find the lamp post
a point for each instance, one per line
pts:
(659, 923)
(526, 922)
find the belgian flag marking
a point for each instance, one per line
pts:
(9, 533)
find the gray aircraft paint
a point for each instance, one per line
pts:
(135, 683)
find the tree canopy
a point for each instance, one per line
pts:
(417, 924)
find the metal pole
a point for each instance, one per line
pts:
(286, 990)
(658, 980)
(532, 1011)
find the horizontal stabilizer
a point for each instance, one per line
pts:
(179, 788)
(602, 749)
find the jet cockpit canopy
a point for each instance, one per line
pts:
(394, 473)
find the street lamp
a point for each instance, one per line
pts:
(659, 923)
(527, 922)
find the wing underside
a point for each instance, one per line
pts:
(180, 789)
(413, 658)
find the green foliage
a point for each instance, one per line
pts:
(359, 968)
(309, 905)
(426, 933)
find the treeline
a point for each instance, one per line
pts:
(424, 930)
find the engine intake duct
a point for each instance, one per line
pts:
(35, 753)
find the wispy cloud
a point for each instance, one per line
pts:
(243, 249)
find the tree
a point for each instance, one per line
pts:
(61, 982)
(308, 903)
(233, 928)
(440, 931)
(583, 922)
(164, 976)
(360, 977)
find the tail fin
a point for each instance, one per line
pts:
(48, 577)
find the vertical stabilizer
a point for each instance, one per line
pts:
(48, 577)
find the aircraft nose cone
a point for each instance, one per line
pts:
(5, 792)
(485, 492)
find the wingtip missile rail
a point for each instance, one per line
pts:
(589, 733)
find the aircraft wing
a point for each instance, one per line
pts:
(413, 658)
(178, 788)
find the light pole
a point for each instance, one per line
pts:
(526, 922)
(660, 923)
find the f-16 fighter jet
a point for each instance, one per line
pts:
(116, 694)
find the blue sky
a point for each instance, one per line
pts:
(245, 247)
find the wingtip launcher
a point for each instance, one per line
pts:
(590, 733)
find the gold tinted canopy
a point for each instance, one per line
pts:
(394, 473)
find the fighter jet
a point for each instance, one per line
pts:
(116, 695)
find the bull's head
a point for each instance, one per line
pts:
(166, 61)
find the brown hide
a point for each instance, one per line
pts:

→ **What you have to do**: Reproduce all of the records above word for word, line by line, without changing anything.

→ **Full output**:
find the lamp post
a point for each instance, one per line
pts:
(659, 923)
(526, 922)
find the belgian flag marking
a point for each instance, one per line
pts:
(9, 533)
find the gray aircraft paint
a point for each instance, one per line
pts:
(135, 683)
find the tree canopy
a point for each instance, one per line
pts:
(417, 924)
find the metal pole
a point for each instance, one per line
pts:
(286, 990)
(658, 980)
(532, 1011)
find the horizontal stabilizer
a point for each instance, one per line
pts:
(179, 788)
(602, 749)
find the jet cockpit canopy
a point for each instance, one per line
pts:
(394, 473)
find the street lamp
a point for each instance, one per line
pts:
(659, 923)
(527, 922)
find the wing underside
a point for each instance, one per line
pts:
(180, 789)
(413, 658)
find the green foliage
a point for each instance, one per line
pts:
(359, 968)
(309, 905)
(426, 933)
find the treeline
a point for each instance, one per line
pts:
(424, 930)
find the engine intake duct
a point for each instance, one per line
pts:
(35, 753)
find the wispy cloud
a point for each instance, one per line
pts:
(243, 249)
find the tree
a point for each instance, one per line
pts:
(61, 982)
(308, 903)
(233, 928)
(440, 931)
(583, 922)
(164, 976)
(360, 977)
find the tail fin
a point for each instance, one per line
pts:
(48, 577)
find the vertical stabilizer
a point for each instance, one per line
pts:
(48, 577)
find the aircraft nose cone
a point for each instance, one per line
pts:
(5, 792)
(485, 492)
find the wingtip missile rail
a point for each instance, one per line
pts:
(589, 733)
find the aircraft wing
a point for each instance, one per line
pts:
(413, 658)
(178, 788)
find the light pole
a point for each instance, one per line
pts:
(526, 922)
(660, 923)
find the f-16 fighter jet
a point for each instance, one per line
pts:
(116, 694)
find the blue sky
a point for each instance, one per line
pts:
(245, 247)
find the wingtip launcher
a point for each instance, one per line
pts:
(590, 733)
find the gold tinted canopy
a point for each instance, one per line
pts:
(394, 473)
find the fighter jet
a point for each instance, one per line
pts:
(116, 695)
find the bull's head
a point for each instance, one per line
pts:
(166, 61)
find the brown hide
a point for each instance, one per line
pts:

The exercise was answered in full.